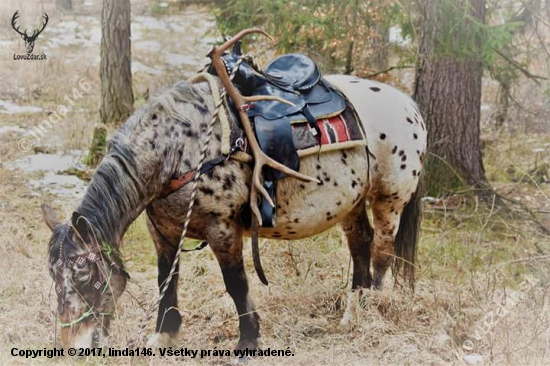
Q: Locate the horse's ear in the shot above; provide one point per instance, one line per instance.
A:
(49, 216)
(80, 224)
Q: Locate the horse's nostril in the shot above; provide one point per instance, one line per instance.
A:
(95, 339)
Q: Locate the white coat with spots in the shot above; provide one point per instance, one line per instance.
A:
(163, 139)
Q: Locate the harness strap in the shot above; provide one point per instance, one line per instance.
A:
(256, 252)
(180, 180)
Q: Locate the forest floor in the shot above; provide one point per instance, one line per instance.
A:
(482, 292)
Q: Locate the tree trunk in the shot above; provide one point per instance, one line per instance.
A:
(448, 92)
(64, 5)
(115, 68)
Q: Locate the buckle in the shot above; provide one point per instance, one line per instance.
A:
(246, 107)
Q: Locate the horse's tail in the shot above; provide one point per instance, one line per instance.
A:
(407, 237)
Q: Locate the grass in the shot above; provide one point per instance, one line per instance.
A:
(468, 255)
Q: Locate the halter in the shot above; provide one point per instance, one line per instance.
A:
(100, 283)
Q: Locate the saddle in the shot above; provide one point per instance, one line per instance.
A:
(297, 79)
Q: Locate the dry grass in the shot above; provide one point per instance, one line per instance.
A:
(469, 255)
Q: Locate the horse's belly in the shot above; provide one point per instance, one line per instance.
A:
(305, 209)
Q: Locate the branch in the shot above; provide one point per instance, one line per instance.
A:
(523, 70)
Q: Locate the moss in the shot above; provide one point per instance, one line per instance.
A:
(98, 147)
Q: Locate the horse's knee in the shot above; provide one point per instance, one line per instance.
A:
(359, 234)
(386, 224)
(162, 340)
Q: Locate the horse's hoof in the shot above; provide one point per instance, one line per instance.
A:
(245, 348)
(161, 340)
(349, 309)
(377, 281)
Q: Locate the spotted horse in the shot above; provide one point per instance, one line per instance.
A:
(164, 139)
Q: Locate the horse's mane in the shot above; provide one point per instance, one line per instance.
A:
(116, 188)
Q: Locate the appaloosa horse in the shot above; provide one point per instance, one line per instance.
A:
(163, 139)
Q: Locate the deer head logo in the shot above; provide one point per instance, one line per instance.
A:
(29, 40)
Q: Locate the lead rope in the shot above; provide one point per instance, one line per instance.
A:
(149, 317)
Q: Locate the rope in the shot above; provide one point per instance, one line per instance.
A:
(202, 158)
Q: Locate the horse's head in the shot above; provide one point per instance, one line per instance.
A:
(88, 276)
──────
In these records, tally the lines that contain the string "head", and give only the result.

2